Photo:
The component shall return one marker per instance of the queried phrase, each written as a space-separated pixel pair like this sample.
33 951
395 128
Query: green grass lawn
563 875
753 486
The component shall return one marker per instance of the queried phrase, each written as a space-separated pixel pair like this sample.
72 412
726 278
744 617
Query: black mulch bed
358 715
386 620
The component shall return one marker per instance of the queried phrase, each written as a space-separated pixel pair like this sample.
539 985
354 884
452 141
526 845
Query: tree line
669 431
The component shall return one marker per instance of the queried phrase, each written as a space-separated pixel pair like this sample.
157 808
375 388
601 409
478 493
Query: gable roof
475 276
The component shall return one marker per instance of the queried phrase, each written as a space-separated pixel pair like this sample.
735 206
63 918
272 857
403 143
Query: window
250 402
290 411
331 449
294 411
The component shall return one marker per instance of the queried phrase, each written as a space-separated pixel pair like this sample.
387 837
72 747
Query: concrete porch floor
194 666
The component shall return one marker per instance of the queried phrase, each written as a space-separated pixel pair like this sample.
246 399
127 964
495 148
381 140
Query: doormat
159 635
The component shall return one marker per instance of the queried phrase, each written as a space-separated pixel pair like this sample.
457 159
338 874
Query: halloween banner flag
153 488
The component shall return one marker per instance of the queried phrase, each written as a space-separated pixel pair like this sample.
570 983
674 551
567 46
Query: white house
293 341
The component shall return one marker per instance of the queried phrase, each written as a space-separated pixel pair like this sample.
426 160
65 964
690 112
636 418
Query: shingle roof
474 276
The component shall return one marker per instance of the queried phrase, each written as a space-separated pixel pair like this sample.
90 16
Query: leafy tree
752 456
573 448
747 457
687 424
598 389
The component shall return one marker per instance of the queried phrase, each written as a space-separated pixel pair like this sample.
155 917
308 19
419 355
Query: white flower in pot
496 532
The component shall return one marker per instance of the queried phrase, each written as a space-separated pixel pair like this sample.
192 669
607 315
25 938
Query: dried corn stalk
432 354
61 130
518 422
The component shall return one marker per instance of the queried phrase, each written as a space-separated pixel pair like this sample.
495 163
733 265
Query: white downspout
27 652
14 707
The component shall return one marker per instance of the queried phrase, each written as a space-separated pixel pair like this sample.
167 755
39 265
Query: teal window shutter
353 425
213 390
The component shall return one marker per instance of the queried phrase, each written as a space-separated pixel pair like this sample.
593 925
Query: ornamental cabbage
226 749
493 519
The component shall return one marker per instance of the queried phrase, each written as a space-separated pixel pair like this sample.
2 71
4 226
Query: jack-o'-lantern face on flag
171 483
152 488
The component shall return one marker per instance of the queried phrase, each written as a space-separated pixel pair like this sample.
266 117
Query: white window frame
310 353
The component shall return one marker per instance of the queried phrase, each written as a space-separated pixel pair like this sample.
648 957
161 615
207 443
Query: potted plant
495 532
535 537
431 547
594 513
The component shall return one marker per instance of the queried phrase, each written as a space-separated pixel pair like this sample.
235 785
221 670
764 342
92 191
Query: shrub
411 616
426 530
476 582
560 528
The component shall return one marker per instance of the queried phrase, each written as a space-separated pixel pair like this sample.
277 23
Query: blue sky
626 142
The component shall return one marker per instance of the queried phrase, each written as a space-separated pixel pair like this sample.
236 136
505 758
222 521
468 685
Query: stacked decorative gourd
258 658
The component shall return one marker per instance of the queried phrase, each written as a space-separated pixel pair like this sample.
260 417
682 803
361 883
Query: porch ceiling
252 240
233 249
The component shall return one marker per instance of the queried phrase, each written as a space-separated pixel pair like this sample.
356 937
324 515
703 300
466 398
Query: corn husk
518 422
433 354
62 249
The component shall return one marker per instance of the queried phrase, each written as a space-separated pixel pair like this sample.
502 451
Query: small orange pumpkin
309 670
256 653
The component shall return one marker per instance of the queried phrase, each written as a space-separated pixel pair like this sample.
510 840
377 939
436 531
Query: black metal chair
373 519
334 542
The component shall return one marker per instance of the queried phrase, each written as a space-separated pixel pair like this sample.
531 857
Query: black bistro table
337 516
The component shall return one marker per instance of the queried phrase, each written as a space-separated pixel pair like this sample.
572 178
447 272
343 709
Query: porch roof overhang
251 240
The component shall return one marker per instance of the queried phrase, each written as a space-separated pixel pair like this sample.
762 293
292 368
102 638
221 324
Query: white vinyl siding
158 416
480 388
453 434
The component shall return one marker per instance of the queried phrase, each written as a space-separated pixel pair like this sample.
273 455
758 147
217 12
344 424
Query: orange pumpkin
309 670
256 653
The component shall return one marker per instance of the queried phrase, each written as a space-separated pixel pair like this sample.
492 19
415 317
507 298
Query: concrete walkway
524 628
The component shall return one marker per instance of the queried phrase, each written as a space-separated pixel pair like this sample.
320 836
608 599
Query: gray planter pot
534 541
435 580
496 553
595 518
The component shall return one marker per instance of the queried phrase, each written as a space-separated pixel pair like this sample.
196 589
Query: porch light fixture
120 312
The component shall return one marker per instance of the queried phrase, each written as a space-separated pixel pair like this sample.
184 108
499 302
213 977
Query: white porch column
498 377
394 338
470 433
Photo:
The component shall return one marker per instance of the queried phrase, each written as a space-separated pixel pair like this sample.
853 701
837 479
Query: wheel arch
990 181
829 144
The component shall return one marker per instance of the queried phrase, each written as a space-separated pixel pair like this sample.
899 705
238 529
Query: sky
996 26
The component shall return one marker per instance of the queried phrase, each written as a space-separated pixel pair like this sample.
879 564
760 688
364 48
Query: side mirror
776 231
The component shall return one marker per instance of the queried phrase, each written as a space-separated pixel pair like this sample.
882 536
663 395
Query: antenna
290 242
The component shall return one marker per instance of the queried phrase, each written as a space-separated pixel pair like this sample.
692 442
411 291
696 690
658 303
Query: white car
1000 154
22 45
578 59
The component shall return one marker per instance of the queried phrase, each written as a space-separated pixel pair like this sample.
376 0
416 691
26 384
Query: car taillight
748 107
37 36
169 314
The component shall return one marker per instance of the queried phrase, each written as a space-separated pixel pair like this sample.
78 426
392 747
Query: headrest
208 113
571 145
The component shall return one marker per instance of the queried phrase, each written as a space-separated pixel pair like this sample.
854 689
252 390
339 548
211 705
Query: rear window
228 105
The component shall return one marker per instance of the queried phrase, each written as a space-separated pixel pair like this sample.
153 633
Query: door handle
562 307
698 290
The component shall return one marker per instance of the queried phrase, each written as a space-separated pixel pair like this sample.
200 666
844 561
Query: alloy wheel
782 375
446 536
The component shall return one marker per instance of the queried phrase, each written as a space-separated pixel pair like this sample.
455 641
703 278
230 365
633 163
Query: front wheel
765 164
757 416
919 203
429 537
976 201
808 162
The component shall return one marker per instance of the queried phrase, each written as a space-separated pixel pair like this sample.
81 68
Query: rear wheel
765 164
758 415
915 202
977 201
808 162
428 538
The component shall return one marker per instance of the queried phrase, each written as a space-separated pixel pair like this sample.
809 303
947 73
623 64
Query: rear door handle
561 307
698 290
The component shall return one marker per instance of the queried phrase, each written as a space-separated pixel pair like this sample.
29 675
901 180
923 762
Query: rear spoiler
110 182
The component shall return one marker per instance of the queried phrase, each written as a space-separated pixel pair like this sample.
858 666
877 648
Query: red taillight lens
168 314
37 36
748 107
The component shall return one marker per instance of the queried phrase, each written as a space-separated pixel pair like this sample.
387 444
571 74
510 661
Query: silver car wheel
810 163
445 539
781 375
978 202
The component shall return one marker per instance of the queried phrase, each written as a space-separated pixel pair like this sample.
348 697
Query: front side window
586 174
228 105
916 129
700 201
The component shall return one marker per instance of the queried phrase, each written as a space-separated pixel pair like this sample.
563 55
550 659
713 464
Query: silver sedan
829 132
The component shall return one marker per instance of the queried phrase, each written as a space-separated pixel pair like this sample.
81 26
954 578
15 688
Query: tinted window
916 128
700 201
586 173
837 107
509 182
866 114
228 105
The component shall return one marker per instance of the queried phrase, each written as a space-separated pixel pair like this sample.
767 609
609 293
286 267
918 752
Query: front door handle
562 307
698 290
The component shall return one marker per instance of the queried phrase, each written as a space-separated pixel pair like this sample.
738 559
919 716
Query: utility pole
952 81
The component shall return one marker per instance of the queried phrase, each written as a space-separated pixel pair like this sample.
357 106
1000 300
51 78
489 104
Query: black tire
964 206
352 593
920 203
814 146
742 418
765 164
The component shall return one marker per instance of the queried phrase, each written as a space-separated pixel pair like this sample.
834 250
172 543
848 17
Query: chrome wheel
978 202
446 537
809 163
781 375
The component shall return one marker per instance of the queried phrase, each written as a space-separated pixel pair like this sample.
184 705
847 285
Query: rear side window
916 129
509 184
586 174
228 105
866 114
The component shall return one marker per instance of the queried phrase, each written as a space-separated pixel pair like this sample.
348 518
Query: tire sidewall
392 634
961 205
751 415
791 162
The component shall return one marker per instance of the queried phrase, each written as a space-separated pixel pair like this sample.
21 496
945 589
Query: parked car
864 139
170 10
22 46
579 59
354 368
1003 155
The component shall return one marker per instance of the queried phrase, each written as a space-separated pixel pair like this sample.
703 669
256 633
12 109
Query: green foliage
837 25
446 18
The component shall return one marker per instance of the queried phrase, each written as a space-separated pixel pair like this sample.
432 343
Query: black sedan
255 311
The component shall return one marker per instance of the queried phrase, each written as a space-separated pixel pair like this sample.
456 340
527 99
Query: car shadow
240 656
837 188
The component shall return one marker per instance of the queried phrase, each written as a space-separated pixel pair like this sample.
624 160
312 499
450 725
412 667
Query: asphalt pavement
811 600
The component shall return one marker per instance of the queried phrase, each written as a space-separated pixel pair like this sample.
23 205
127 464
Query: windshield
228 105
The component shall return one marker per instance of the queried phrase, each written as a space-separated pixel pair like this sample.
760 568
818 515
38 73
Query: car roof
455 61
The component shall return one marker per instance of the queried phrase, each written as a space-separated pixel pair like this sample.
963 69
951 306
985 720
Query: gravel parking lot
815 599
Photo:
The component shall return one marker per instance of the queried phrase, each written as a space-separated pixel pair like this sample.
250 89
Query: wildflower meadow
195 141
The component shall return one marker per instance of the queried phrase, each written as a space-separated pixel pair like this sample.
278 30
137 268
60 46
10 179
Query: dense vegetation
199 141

*YOUR OBJECTIVE*: Copy out every line of the data above that contains the string "window". Matching is case-sensitive.

*EXERCISE RESULT*:
Query: window
Query: teal window shutter
Query: white window frame
Query: rear window
Query: front side window
Query: tinted window
Query: rear side window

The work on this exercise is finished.